**Exercise instructions:**
Rewrite every one of the records below with "plan a grasp" replaced by "plan a pickup" wherever it occurs, leaving everything else unchanged.
═════ Information provided ═════
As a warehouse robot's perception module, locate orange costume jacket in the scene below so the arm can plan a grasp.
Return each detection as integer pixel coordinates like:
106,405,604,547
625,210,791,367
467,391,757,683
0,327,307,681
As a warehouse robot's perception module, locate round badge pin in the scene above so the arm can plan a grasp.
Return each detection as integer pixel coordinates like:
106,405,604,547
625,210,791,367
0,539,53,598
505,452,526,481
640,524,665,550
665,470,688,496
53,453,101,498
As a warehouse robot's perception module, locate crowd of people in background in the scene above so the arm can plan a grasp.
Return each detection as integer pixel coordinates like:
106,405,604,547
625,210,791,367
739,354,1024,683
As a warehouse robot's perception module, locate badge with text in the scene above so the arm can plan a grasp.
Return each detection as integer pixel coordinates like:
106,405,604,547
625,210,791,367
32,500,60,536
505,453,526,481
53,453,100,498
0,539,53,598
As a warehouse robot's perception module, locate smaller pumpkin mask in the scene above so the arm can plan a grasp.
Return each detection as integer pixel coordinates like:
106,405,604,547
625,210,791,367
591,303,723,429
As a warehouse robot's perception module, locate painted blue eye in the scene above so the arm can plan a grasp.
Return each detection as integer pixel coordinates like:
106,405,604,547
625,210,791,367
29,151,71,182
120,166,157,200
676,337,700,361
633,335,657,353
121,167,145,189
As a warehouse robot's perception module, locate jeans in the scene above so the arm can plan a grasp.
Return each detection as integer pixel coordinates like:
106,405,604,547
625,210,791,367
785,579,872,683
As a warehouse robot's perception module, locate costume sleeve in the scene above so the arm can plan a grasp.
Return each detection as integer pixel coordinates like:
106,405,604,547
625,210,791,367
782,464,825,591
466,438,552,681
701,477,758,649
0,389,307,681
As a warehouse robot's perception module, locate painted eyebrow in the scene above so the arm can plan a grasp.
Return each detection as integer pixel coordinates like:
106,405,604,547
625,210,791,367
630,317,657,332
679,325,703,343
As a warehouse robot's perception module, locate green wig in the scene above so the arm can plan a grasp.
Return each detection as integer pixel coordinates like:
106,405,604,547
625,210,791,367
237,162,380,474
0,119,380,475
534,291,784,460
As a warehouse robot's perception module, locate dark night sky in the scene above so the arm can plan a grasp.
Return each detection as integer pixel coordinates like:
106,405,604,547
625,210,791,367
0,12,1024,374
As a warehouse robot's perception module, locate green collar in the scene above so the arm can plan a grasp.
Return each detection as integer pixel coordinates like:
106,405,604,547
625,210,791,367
═════
**Final result:**
As a warehouse robot's perception module, locate orange costume jacket in the scene below so the arm can plan a pickup.
Return each detection as integer pixel coordinates like:
106,405,604,547
625,210,791,367
467,391,757,683
0,327,307,681
As a warehouse robot's perception module, locate round badge pin in the scene above so the arm can plan a pickup.
Return each detection as integer pixel coordinates like:
106,405,604,547
625,210,791,367
0,539,53,598
505,452,526,481
640,524,665,550
665,470,688,496
53,453,101,498
As a warehouse robot's perception module, locate crowd of people in background in the scene above so the arm can plan a pickup.
Return each detection as integer pixel coordinates like:
106,405,604,547
625,210,791,367
739,354,1024,683
As a warehouse robot's perception module, locate badge with text in the scene above so the arm can plan a pickup.
Return each detection as integer pixel coordinates like:
106,405,604,547
625,210,791,367
32,500,60,536
505,453,526,481
53,453,100,498
0,539,53,598
As a warehouse robot's perception module, locate smaller pumpkin mask in the scene above so the arm can plan a pickup.
Return each detection as integer pixel coordinates like:
106,405,604,547
625,210,791,367
591,303,723,429
As a warehouse robot's perception module, locate painted blue eye in the scene above so the arm can plan a pickup.
Return each detection as integer pixel coordinates like:
106,405,604,547
625,210,791,367
29,151,71,182
120,166,157,200
676,337,700,361
633,335,657,353
121,167,145,189
As a warehouse robot's perception module, locate jeans in the scene above so the arm can plan a pickup.
Return each detection as integer pixel coordinates like:
106,405,604,547
625,210,791,367
785,579,872,683
As a warehouse robot's perception module, locate costume sleeve in the scene above so the arm can plan a pickup.
Return each detection as integer pixel coordinates like:
106,405,604,547
625,210,791,367
782,464,825,591
466,438,552,681
701,477,758,649
0,389,307,681
As a warehouse robot's perception module, locate painted eyebrow in the scene above so the arm can plan a pickup.
Return each detection as integer pixel coordinates like:
106,405,604,547
625,210,791,367
630,317,657,332
679,325,703,343
As a warehouse robot's perception module, locate green wig in the scene above so the arm can plan a pickup.
Return each detection as integer pixel coordinates like:
106,405,604,547
625,210,791,367
237,162,380,474
0,119,380,475
534,291,784,460
As a warehouse robot's perception module, locate dark night sky in the scene above so the arm can plan a pickup.
Return each detection as integer pixel coordinates like:
106,405,604,547
625,210,791,367
0,12,1024,374
As a warehouse robot's perception module, locate green collar in the scene above so the arm can plan a pickup.
Return each detection as integer pixel coordinates like:
106,405,604,547
625,210,791,367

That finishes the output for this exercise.